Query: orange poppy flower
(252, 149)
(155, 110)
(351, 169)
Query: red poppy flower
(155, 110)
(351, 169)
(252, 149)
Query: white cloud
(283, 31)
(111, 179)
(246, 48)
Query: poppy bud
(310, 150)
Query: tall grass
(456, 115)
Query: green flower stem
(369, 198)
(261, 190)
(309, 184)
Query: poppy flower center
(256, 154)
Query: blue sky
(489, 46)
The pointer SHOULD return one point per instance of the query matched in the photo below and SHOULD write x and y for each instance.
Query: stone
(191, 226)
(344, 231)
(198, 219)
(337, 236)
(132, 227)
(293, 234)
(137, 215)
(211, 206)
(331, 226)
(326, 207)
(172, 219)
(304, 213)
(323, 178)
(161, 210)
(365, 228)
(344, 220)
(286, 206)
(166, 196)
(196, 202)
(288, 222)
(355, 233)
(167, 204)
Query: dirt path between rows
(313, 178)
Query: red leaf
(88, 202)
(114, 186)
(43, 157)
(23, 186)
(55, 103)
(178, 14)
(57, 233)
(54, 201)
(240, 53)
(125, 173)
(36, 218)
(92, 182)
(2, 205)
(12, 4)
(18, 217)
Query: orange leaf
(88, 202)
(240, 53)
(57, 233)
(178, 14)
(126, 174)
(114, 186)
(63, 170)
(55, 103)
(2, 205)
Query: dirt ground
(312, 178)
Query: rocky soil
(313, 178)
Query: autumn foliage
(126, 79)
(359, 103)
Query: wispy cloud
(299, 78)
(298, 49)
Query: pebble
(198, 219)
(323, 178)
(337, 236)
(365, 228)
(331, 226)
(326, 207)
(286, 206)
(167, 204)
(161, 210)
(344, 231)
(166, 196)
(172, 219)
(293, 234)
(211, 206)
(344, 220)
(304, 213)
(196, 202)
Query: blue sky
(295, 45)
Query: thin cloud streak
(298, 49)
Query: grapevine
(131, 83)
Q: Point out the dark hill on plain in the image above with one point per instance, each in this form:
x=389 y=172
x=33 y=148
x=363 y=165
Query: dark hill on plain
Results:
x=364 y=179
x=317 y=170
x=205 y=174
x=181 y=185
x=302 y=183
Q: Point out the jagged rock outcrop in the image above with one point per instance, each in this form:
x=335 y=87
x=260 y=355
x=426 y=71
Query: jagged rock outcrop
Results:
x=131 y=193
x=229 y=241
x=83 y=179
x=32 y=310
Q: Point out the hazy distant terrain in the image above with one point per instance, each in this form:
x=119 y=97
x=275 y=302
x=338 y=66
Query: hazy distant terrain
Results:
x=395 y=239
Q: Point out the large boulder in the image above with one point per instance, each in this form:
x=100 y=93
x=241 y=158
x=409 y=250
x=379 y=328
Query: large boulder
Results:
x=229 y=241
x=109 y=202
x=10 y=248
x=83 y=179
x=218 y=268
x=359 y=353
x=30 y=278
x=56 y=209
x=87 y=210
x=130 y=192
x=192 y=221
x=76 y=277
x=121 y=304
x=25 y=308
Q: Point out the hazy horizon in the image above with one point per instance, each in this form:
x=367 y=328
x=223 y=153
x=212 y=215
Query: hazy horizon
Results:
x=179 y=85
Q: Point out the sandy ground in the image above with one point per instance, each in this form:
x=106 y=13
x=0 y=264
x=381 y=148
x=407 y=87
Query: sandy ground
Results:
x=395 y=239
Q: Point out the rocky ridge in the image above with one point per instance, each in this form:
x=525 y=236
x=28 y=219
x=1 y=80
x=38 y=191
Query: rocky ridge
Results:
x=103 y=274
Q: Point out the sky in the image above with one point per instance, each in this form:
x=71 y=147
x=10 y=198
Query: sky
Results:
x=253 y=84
——————————
Requirement: Nothing in the listing should change; repeat it in full.

Task response:
Query: orange poppy flower
(252, 149)
(155, 110)
(351, 169)
Query: red poppy flower
(155, 110)
(351, 169)
(252, 149)
Query: white cloud
(283, 31)
(111, 179)
(246, 48)
Query: poppy bud
(310, 150)
Query: tall grass
(456, 115)
Query: green flower stem
(369, 198)
(261, 190)
(309, 184)
Query: poppy flower center
(256, 154)
Query: blue sky
(489, 46)
The pointer SHOULD return one point per instance of the query matched in the photo below and SHOULD write x and y for each instance.
Query: stone
(191, 226)
(344, 231)
(198, 219)
(337, 236)
(132, 227)
(293, 234)
(137, 215)
(211, 206)
(331, 226)
(326, 207)
(172, 219)
(304, 213)
(323, 178)
(161, 210)
(365, 228)
(344, 220)
(286, 206)
(166, 196)
(196, 202)
(288, 222)
(355, 233)
(167, 204)
Query: dirt path between rows
(313, 178)
Query: red leaf
(88, 202)
(114, 186)
(43, 157)
(23, 186)
(55, 103)
(178, 14)
(57, 233)
(54, 201)
(240, 53)
(125, 173)
(36, 218)
(92, 182)
(2, 205)
(12, 4)
(18, 217)
Query: orange leaf
(88, 202)
(240, 53)
(57, 233)
(178, 14)
(126, 174)
(114, 186)
(63, 170)
(55, 103)
(2, 205)
Query: dirt ground
(312, 178)
Query: rocky soil
(313, 178)
Query: autumn foliage
(126, 79)
(359, 103)
Query: wispy cloud
(299, 78)
(298, 49)
Query: pebble
(198, 219)
(323, 178)
(337, 236)
(365, 228)
(331, 226)
(326, 207)
(286, 206)
(167, 204)
(161, 210)
(344, 231)
(166, 196)
(172, 219)
(293, 234)
(211, 206)
(344, 220)
(304, 213)
(196, 202)
Query: blue sky
(295, 45)
Query: thin cloud streak
(298, 49)
Query: grapevine
(131, 83)
Q: Point out the dark hill on plain in the image above with one point per instance, each in this form:
x=389 y=172
x=33 y=148
x=363 y=165
Query: dark hill on plain
Results:
x=364 y=179
x=317 y=170
x=205 y=174
x=181 y=185
x=302 y=183
Q: Point out the jagged rock outcrop in the image above with one point per instance, each in this form:
x=335 y=87
x=260 y=355
x=426 y=71
Query: jagged rock outcrop
Results:
x=131 y=193
x=229 y=241
x=83 y=179
x=32 y=310
Q: Point out the hazy distant terrain in the image above with one point per instance, each in this form:
x=119 y=97
x=275 y=302
x=338 y=66
Query: hazy distant terrain
Results:
x=395 y=239
Q: Point out the large boulder in the image above with one point per instance, each in this form:
x=100 y=93
x=241 y=158
x=409 y=250
x=379 y=328
Query: large boulder
Results:
x=229 y=241
x=109 y=202
x=10 y=248
x=83 y=179
x=218 y=268
x=359 y=353
x=30 y=278
x=56 y=209
x=87 y=210
x=130 y=192
x=192 y=221
x=76 y=277
x=121 y=304
x=25 y=308
Q: Point out the hazy horizon in the image above with one point per instance, each in this form:
x=367 y=328
x=223 y=153
x=212 y=215
Query: hazy horizon
Results:
x=179 y=85
Q: Point out the sandy ground in the image above with one point per instance, each in this form:
x=106 y=13
x=0 y=264
x=381 y=148
x=407 y=87
Query: sandy ground
Results:
x=395 y=239
Q: Point out the rocky ridge in the image above with one point per instance, each in this form:
x=525 y=236
x=28 y=219
x=1 y=80
x=38 y=191
Query: rocky ridge
Results:
x=103 y=274
Q: Point out the sky in the image above with one point per instance, each in this form:
x=71 y=147
x=10 y=198
Query: sky
Results:
x=253 y=84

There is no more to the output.